Исходный отрывок:
-*-

Друзей моих прекрасные черты. Воспоминания - Борис Николаевич Пастухов
Шрифт:
Интервал:
Закладка:
Приведу слова маршала В. Г. Куликова из его вступительной статьи в книге М. А. Гареева «Полководцы Победы и их военное наследие»: «Огромный опыт и научный потенциал позволили автору довольно основательно изучить особенности полководческого искусства выдающихся военачальников, убедительно открыть значение и актуальность их военного наследия для воинского обучения и воспитания офицеров в современных условиях и, опираясь на все это, изложить обоснованные взгляды на дальнейшее развитие военной теории и практики».
Махмут Ахметович – президент Академии военных наук РФ. Под его руководством академия превратилась в настоящую лабораторию передовой военно-научной мысли. Пользуясь добрым расположением и приглашениями Махмуда Ахметовича, я бывал на нескольких общих собраниях академии. Удивительно сильные, яркие доклады, с которыми выступал М. А. Гареев, запомнились надолго. В своих анализах и прогнозах он так же смел, как и на войне. Эти собрания были почитаемы министрами обороны (может быть, за исключением последнего). Они всегда приходили на эти годовые собрания, выступали с трибуны академии, как и министры обороны, и начальники генеральных штабов ряда стран СНГ.

-*-

Задания к тексту:
a) Перескажите отрывок о М. А. Гарееве в двух предложениях.
b) Какую должность, согласно отрывку, занимает М. А. Гареев?

Предоставленные записи:

-*-

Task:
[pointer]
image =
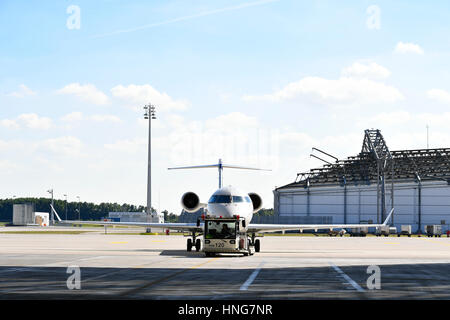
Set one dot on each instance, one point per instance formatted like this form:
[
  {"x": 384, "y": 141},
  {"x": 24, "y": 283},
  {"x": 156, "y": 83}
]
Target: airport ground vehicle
[
  {"x": 433, "y": 230},
  {"x": 225, "y": 235},
  {"x": 359, "y": 232},
  {"x": 405, "y": 230},
  {"x": 382, "y": 231}
]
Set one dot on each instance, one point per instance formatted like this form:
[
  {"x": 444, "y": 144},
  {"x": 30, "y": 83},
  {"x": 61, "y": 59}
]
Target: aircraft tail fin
[
  {"x": 56, "y": 213},
  {"x": 388, "y": 217}
]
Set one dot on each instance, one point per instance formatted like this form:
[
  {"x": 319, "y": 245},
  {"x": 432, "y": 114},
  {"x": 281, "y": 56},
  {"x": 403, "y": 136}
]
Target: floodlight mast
[
  {"x": 220, "y": 165},
  {"x": 52, "y": 218},
  {"x": 149, "y": 113}
]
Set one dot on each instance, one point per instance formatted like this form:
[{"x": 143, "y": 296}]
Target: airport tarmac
[{"x": 123, "y": 266}]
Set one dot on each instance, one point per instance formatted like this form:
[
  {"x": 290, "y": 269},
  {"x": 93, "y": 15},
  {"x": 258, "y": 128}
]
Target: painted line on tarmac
[
  {"x": 133, "y": 291},
  {"x": 252, "y": 277},
  {"x": 346, "y": 277}
]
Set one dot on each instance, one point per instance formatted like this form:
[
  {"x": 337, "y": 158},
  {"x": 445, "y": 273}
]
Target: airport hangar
[{"x": 362, "y": 188}]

-*-

Ответы к заданиям:
a) В отрывке приводятся слова маршала В. Г. Куликова из вступительной статьи к книге М. А. Гареева «Полководцы Победы и их военное наследие», где отмечается, что опыт и научный потенциал позволили автору основательно изучить полководческое искусство выдающихся военачальников. Далее говорится, что Гареев возглавляет Академию военных наук РФ, которая под его руководством превратилась в лабораторию передовой военно-научной мысли, а его яркие доклады на общих собраниях академии запомнились надолго.

b) Он президент Академии военных наук РФ.